Roots from each cultivar were collected, cleaned, stained as previously described by Phillips et al. [35], and microscopically tested for colonization of the vesicular arbuscular mycorrhizal fungus. The grid-line-intersect method previously defined by Giovannetti et al. [36] was used to calculate colonization.
Growth parameters, including shoot length, number of leaves, and fresh weights of shoots and roots, were calculated 60 days after planting. Leaf extension was measured every other day by a ruler, while the leaf area was measured by a Licor Area Meter (LICOR Inc., Lincoln, Nebraska, USA). To evaluate dry weight, the shoot and root samples were oven-dried at 80°C for 48 h.
2.5 Determination of Photosynthesis
The gas exchange rates were measured on the current completely expanded leaf of pearl millet cultivars using an infrared gas analyser LICOR 6400XT (LI-6400, LICOR Inc., Lincoln, US). The 4th youngest fully extended leaves were used for measurements of photosynthesis and dark respiration. Light response curves were determined at a leaf temperature of 25°C and an atmospheric CO2 concentration of 360 μmol mol-1. Gradually, the leaves were illuminated with densities of photon flux between 0 and 1500 μmol m-2s-1. The Von Caemmerer and Farquar equations were used to determine net photosynthesis per unit leaf area and intercellular CO2 concentration ci [37]. Asat was estimated at saturating PPFD (1500 μmol m-2s-1) and at an ambient CO2 concentration of 360 µmol mol-1. Curves of the carbon dioxide response (A/Ci) were measured inside the range of 50-550 µmol mol-1 using 1500 μmol m-2s-1 PPFD at 25°C leaf temperature.

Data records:
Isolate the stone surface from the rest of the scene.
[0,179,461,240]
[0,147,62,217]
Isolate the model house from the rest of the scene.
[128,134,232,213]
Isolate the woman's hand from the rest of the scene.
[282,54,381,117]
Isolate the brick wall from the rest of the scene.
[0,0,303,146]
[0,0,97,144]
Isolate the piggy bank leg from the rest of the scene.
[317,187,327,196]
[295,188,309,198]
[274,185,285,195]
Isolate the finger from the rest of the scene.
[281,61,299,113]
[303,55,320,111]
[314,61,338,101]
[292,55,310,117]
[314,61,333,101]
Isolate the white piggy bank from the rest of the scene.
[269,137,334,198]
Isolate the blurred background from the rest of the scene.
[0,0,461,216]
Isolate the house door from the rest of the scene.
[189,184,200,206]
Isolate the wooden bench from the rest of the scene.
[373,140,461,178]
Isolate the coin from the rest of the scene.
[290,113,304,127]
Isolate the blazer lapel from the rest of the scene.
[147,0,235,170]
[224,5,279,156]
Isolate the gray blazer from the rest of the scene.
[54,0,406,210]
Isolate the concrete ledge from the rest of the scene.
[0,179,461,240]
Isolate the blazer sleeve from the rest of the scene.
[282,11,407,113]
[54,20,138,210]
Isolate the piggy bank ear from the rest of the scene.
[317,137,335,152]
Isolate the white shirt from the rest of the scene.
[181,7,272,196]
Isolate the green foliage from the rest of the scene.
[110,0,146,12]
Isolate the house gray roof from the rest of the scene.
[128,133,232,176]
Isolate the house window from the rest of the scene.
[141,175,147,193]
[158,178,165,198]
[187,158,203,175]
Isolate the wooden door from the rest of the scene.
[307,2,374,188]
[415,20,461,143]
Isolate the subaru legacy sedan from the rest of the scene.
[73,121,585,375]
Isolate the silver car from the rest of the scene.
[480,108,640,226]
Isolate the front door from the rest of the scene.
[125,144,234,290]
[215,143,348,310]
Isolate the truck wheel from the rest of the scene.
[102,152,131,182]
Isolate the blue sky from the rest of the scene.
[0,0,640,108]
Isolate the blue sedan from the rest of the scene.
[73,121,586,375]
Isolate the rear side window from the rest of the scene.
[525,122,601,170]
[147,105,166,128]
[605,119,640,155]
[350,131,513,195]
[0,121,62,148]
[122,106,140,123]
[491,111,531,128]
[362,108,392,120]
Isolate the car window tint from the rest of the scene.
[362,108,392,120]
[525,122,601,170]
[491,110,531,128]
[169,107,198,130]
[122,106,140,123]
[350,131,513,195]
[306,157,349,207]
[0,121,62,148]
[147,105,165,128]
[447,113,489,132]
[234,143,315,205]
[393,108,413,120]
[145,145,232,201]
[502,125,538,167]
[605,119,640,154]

> _WORK TO COMPLETE_: In the methods text, rewrite the paragraph that begins "Growth parameters, including shoot length" as a short list, keeping its main facts.

> _ANSWER FOR THIS EXERCISE_:
- Shoot length, leaf count, and fresh weights of shoots and roots were measured 60 days after planting.
- Leaf extension was measured with a ruler every other day.
- Leaf area was measured with a Licor Area Meter (LICOR Inc., Lincoln, Nebraska, USA).
- For dry weight, shoot and root samples were oven-dried at 80°C for 48 h.